### Set problem
Your task is to repeat the records exactly from the line containing "of the porch" onward, through the final line.

### Items
□ □ □

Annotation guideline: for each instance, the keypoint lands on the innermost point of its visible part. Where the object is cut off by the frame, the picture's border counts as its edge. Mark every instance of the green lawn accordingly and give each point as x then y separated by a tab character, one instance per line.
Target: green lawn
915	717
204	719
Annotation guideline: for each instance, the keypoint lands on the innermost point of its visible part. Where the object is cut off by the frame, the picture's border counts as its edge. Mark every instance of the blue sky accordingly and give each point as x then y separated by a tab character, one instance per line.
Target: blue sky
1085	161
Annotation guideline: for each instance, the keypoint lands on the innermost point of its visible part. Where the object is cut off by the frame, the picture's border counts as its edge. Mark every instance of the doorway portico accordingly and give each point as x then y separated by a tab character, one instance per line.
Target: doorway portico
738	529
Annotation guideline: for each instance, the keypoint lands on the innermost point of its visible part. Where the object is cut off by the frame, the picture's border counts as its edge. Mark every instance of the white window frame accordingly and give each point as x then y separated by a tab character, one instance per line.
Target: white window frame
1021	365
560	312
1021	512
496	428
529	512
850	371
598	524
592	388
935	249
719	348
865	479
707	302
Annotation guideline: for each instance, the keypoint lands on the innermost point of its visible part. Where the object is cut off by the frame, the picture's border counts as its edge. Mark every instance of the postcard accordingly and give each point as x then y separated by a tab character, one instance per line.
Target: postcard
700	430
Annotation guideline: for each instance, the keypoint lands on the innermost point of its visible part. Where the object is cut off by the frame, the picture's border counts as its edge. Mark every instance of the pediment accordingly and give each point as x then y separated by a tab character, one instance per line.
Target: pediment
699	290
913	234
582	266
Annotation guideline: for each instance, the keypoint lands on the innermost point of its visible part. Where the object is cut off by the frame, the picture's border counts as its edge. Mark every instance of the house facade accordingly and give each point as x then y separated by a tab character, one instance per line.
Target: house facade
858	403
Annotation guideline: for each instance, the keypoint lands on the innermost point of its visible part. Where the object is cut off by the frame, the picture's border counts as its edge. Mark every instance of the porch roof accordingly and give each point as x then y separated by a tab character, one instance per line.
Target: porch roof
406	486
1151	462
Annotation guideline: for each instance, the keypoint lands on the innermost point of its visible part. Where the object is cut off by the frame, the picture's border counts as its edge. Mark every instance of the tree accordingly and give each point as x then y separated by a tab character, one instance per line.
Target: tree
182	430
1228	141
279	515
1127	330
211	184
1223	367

□ □ □

### Problem solution
Annotation guideline: for each instance, the keypoint lands on the innermost point of its visible part. Where the object is cut off by the frame, the picture's border counts as its edge. Mark every instance of the porch roof accordingly and give each point as x then y separated by a tab character, one instance per line.
Target: porch roof
406	486
1151	462
Annotation guideline: for each instance, the keypoint lands on the innermost point of its visible part. Where the object is cut off by the frame, the picture's border counts as its edge. Mark every instance of the tree accordingly and give each point as x then y separated by a tab character, one instance per line.
Target: tree
182	430
1228	141
279	515
1127	330
211	184
1223	367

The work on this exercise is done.